■ **SET PROBLEM**:
Write out the listing below line for line, keeping every word and number unchanged.

═════ MATERIAL FOR THIS EXERCISE

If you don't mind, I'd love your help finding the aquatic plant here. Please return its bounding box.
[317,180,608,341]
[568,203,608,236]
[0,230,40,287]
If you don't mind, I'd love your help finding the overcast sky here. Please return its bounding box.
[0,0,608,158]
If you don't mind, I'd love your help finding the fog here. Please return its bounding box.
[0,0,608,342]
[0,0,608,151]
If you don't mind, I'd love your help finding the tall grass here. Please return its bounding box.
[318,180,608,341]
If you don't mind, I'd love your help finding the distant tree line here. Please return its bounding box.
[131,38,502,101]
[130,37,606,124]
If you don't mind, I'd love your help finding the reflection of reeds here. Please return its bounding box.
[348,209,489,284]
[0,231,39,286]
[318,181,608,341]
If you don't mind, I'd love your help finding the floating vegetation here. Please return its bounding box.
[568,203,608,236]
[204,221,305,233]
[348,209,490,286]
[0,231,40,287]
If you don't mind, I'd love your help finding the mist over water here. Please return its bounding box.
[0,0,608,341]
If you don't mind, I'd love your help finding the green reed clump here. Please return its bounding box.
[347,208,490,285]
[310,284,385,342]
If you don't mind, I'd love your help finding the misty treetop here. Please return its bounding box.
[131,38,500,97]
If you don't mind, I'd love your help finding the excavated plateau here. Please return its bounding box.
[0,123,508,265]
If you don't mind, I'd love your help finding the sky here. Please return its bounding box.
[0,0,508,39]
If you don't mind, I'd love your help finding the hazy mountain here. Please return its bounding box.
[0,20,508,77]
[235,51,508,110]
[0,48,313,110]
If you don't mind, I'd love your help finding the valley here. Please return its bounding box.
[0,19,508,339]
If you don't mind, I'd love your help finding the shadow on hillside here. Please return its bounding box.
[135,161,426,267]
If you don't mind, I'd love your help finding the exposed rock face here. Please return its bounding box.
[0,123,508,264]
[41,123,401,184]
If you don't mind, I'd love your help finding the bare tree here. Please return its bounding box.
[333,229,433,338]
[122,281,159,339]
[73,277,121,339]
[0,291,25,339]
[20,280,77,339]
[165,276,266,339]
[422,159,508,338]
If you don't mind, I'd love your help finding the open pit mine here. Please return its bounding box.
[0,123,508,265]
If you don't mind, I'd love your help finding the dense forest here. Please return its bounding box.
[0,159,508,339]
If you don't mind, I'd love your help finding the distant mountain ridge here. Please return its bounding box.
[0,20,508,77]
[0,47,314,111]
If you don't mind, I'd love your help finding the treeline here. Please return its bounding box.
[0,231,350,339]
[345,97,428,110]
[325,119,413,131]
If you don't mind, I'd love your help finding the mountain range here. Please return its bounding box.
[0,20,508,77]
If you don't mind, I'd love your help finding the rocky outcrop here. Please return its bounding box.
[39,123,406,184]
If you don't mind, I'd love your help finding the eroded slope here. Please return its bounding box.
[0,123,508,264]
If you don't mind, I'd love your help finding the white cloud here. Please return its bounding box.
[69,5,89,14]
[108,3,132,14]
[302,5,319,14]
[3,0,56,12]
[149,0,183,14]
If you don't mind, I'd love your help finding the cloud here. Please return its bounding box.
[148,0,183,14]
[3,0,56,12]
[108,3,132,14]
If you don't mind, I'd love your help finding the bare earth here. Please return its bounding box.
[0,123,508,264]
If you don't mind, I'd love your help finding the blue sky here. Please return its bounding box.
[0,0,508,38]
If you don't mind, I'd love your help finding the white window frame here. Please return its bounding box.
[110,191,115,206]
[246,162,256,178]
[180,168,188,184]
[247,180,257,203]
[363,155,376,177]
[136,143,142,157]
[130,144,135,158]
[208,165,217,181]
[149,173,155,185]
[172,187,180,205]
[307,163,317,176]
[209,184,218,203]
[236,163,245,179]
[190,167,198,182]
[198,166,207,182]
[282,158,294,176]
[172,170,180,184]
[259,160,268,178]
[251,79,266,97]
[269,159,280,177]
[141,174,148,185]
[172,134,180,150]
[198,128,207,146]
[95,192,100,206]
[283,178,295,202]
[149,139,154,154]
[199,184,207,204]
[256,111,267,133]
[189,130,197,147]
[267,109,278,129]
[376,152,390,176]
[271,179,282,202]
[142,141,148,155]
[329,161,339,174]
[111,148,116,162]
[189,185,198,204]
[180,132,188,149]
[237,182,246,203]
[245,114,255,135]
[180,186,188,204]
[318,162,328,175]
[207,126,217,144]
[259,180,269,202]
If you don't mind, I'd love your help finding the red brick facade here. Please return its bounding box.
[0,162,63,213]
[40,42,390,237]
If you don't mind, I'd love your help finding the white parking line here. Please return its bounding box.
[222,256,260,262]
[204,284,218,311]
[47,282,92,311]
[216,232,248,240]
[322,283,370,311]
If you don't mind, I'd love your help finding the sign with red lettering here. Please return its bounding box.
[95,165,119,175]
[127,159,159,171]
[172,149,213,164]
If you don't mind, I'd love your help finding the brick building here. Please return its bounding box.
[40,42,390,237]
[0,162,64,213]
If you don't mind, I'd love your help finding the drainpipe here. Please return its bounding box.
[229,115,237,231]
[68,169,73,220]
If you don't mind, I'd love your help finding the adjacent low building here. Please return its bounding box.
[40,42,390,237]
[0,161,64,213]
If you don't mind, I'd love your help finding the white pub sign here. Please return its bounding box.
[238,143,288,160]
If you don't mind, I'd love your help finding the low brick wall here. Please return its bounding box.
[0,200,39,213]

══════════

■ **OUTPUT FOR THIS EXERCISE**:
If you don't mind, I'd love your help finding the aquatic plant here. Please return its bounding box.
[317,180,608,341]
[568,203,608,236]
[0,230,40,287]
If you don't mind, I'd love your help finding the overcast sky here. Please return its bounding box.
[0,0,608,158]
If you don't mind, I'd love your help finding the fog here. Please return its bounding box.
[0,0,608,342]
[0,0,608,151]
If you don't mind, I'd love your help finding the tall grass here. Please return its bounding box.
[318,180,608,341]
If you don't mind, I'd love your help finding the distant tree line here. Please return its bounding box.
[131,38,502,101]
[130,37,606,124]
If you don't mind, I'd love your help finding the reflection of reeds here. Please return its bounding box.
[348,209,489,284]
[0,231,39,286]
[318,181,608,341]
If you don't mind, I'd love your help finding the floating vegetation here. Please return its bounding box.
[568,203,608,236]
[204,221,305,233]
[348,209,490,286]
[0,231,40,287]
If you don't mind, I'd love your help finding the mist over water here. Please return its bounding box.
[0,0,608,341]
If you don't mind, I'd love your help finding the green reed clump here. Please return its bounding box.
[347,208,490,285]
[310,284,385,342]
If you don't mind, I'd love your help finding the misty treetop here. Please return its bounding box.
[131,38,500,97]
If you don't mind, I'd love your help finding the excavated plateau here. Please return its bounding box.
[0,123,508,265]
If you don't mind, I'd love your help finding the sky here. Please return its bounding box.
[0,0,508,39]
If you don't mind, I'd love your help finding the hazy mountain here. Please return its bounding box.
[0,20,508,77]
[235,51,508,110]
[0,48,313,110]
If you don't mind, I'd love your help finding the valley here. Please return its bounding box.
[0,19,508,339]
If you don't mind, I'd love your help finding the shadow on hillside here. Please return its bounding box.
[135,161,426,267]
If you don't mind, I'd love your help finding the exposed rock face here. Please return its bounding box.
[0,123,508,264]
[41,123,401,184]
If you don't mind, I'd love your help finding the bare tree here. Please return its bounding box.
[333,229,433,338]
[122,281,159,339]
[73,277,121,339]
[0,291,25,339]
[20,280,77,339]
[165,276,266,339]
[422,159,508,338]
If you don't mind, I'd love your help finding the open pit mine here. Please return its bounding box.
[0,123,508,265]
If you don't mind, I'd love your help finding the dense forest here. Please return its bounding box.
[0,159,508,339]
If you don't mind, I'd love your help finding the distant mountain ridge here. Please return its bounding box.
[0,20,508,77]
[0,47,314,111]
If you don't mind, I'd love your help finding the treeline here. Please return its bounding box.
[0,231,350,339]
[345,97,428,110]
[325,119,413,131]
If you don't mind, I'd love your help finding the mountain range here. Please return its bounding box.
[0,20,508,77]
If you don't mind, I'd love your help finding the rocky outcrop here. Please return its bounding box.
[39,123,406,184]
If you don't mind, I'd love your help finding the eroded slope here. Please return its bounding box.
[0,123,508,264]
If you don't mind, I'd love your help finding the white cloud here. Please return its bounding box.
[69,5,89,14]
[108,3,132,14]
[302,5,319,14]
[3,0,56,12]
[149,0,183,14]
If you don't mind, I'd love your help finding the cloud here. Please return its bounding box.
[148,0,183,14]
[3,0,56,12]
[108,3,132,14]
If you don't mind, I'd love your help finding the bare earth here. Please return its bounding box.
[0,123,508,264]
If you don't mind, I'd love your help finding the blue sky here. Please return its bounding box.
[0,0,508,38]
If you don't mind, I'd love your help finding the white window frame here. Please return its bounding box.
[110,191,115,206]
[246,162,256,178]
[180,168,188,184]
[247,180,257,203]
[363,155,376,177]
[136,143,142,157]
[130,144,135,158]
[208,165,217,181]
[149,173,155,185]
[172,187,180,205]
[307,163,317,176]
[209,184,218,203]
[236,163,245,179]
[190,167,198,182]
[198,166,207,182]
[282,158,294,176]
[172,170,180,184]
[259,160,268,178]
[251,79,266,97]
[269,159,280,177]
[141,174,148,185]
[172,134,180,150]
[198,128,207,146]
[95,192,100,206]
[283,178,295,202]
[149,139,154,154]
[199,184,207,204]
[256,111,267,133]
[189,130,197,147]
[267,109,278,129]
[376,152,390,176]
[271,179,282,202]
[142,141,148,155]
[329,161,339,174]
[111,148,116,162]
[189,185,198,204]
[180,132,188,149]
[237,182,246,203]
[245,114,255,135]
[180,186,188,204]
[318,162,328,175]
[207,126,217,144]
[259,180,269,202]
If you don't mind, I'd love your help finding the red brick facade here. Please return its bounding box.
[0,162,63,213]
[40,42,390,237]
If you don't mind, I'd love your help finding the white parking line here. Please return its bounding box.
[222,256,260,262]
[204,284,218,311]
[47,282,92,311]
[216,232,248,240]
[322,283,370,311]
If you don't mind, I'd love your help finding the sign with red lettering here. Please return its bounding box.
[95,165,119,175]
[127,159,159,171]
[172,149,213,164]
If you don't mind, I'd love your help finding the brick building here. Please return its bounding box.
[40,42,390,237]
[0,162,64,213]
If you don't mind, I'd love your help finding the drainpipe here. Please return its bounding box.
[229,115,237,231]
[68,169,73,220]
If you don't mind, I'd love your help finding the adjacent low building here. Please return its bounding box.
[40,42,390,237]
[0,161,64,213]
If you don't mind, I'd love your help finding the white pub sign here. Please return its bounding box.
[238,143,288,160]
If you don't mind, I'd love your help finding the low brick wall here. Please return its bounding box.
[0,200,39,213]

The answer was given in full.